Repeat, exactly and completely, the entries shown underneath.
****************
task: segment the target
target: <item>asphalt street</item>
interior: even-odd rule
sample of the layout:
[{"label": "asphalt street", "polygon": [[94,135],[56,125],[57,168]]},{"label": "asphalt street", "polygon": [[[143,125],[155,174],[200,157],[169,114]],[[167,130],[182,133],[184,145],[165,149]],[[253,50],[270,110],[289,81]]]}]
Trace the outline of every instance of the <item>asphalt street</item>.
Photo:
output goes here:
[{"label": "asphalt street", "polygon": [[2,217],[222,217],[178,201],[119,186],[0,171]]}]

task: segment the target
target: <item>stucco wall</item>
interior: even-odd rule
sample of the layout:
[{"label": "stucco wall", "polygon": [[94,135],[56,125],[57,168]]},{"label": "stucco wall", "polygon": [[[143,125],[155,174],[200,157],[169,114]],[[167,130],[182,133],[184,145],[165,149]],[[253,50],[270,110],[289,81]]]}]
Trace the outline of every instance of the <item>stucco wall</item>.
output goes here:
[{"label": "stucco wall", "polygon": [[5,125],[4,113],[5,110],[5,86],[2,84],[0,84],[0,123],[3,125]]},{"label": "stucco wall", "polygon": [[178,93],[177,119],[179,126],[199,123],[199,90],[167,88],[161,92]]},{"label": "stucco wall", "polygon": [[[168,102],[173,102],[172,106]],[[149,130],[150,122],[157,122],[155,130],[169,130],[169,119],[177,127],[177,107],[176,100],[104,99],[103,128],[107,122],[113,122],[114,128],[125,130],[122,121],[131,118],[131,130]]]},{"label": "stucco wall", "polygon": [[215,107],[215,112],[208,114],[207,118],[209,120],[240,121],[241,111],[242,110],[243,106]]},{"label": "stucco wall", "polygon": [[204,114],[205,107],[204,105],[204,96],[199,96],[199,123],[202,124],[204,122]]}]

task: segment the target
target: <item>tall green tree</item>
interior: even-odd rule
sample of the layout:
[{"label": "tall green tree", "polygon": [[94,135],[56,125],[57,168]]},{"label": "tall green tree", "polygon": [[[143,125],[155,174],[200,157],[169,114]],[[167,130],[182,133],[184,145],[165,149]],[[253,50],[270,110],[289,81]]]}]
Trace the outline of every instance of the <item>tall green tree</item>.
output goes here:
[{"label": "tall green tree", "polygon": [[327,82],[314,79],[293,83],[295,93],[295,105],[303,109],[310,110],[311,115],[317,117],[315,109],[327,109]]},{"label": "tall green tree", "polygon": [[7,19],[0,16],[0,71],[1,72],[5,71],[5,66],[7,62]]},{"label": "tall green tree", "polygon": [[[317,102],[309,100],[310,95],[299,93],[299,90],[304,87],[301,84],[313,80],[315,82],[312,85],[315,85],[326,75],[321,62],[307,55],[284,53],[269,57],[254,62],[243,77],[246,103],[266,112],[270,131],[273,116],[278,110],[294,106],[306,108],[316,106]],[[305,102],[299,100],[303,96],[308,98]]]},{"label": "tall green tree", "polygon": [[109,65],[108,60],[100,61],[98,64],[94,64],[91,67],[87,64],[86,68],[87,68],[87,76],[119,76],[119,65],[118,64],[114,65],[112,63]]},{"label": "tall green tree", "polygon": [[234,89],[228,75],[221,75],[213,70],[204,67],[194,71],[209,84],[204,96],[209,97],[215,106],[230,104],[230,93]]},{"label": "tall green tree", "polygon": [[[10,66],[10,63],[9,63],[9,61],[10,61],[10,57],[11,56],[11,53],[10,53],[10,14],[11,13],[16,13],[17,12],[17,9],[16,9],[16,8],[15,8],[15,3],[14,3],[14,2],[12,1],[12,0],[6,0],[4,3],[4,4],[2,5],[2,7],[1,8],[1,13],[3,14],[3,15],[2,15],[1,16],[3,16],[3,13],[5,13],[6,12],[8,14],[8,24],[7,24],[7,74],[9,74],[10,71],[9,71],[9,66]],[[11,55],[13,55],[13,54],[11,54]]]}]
****************
**Completed exercise**
task: segment the target
target: <item>asphalt street</item>
interior: even-odd rule
sample of the layout:
[{"label": "asphalt street", "polygon": [[94,135],[56,125],[57,168]]},{"label": "asphalt street", "polygon": [[[143,125],[155,174],[200,157],[169,114]],[[167,130],[182,133],[184,145],[165,149]],[[253,50],[270,110],[289,81]]]}]
Trace the outline of every instance of the <item>asphalt street</item>.
Photo:
output goes here:
[{"label": "asphalt street", "polygon": [[2,217],[222,217],[178,201],[119,186],[0,171]]}]

task: segment the target
target: <item>stucco wall</item>
interior: even-odd rule
sample of the layout:
[{"label": "stucco wall", "polygon": [[94,135],[56,125],[57,168]]},{"label": "stucco wall", "polygon": [[[143,125],[155,174],[200,157],[169,114]],[[167,130],[182,133],[184,145],[165,149]],[[253,50],[270,110],[289,81]]]}]
Trace the outline of every instance of the <item>stucco wall</item>.
output goes here:
[{"label": "stucco wall", "polygon": [[5,125],[4,113],[5,110],[5,86],[2,84],[0,84],[0,123],[3,125]]},{"label": "stucco wall", "polygon": [[178,93],[177,119],[179,126],[199,123],[199,90],[167,88],[161,92]]},{"label": "stucco wall", "polygon": [[[168,102],[173,102],[172,106]],[[149,130],[150,122],[157,122],[155,130],[169,130],[169,119],[177,127],[177,107],[176,100],[104,99],[103,128],[107,122],[113,122],[114,128],[125,130],[122,121],[131,118],[131,130]]]},{"label": "stucco wall", "polygon": [[215,107],[215,112],[208,114],[207,118],[209,120],[240,121],[241,111],[242,110],[243,106]]},{"label": "stucco wall", "polygon": [[204,114],[205,107],[204,105],[204,96],[199,96],[199,123],[202,124],[204,122]]}]

task: segment the target
target: <item>tall green tree</item>
interior: even-odd rule
sample of the layout:
[{"label": "tall green tree", "polygon": [[94,135],[56,125],[57,168]]},{"label": "tall green tree", "polygon": [[[143,125],[155,174],[200,157],[169,114]],[[167,130],[182,133],[184,145],[165,149]],[[253,50],[270,110],[289,81]]]}]
Trace the outline of every instance of the <item>tall green tree</item>.
output goes here:
[{"label": "tall green tree", "polygon": [[327,82],[314,79],[293,83],[295,93],[295,105],[303,109],[310,110],[311,115],[317,117],[315,109],[327,109]]},{"label": "tall green tree", "polygon": [[7,19],[0,16],[0,71],[1,72],[5,71],[5,66],[7,62]]},{"label": "tall green tree", "polygon": [[[317,102],[309,100],[310,95],[299,93],[299,90],[304,87],[301,84],[313,80],[315,82],[312,85],[315,85],[326,75],[321,62],[307,55],[284,53],[269,57],[254,62],[243,77],[246,103],[266,112],[270,131],[273,116],[278,110],[294,106],[306,108],[316,106]],[[305,102],[299,100],[303,96],[308,98]]]},{"label": "tall green tree", "polygon": [[109,65],[108,60],[100,61],[98,64],[94,64],[91,67],[87,64],[86,68],[87,68],[87,76],[119,76],[119,65],[118,64],[114,65],[112,63]]},{"label": "tall green tree", "polygon": [[234,89],[228,75],[221,75],[213,70],[204,67],[194,71],[209,84],[204,96],[209,97],[215,106],[230,104],[230,93]]},{"label": "tall green tree", "polygon": [[[10,66],[10,63],[9,63],[9,61],[10,61],[10,57],[11,56],[11,53],[10,53],[10,14],[11,13],[16,13],[17,12],[17,9],[16,9],[16,8],[15,8],[15,3],[14,3],[14,2],[12,1],[12,0],[6,0],[4,3],[4,4],[2,5],[2,7],[1,8],[1,13],[3,14],[3,15],[2,15],[1,16],[3,16],[3,13],[5,13],[6,12],[8,14],[8,24],[7,24],[7,74],[9,74],[10,71],[9,71],[9,66]],[[11,55],[13,55],[13,54],[11,54]]]}]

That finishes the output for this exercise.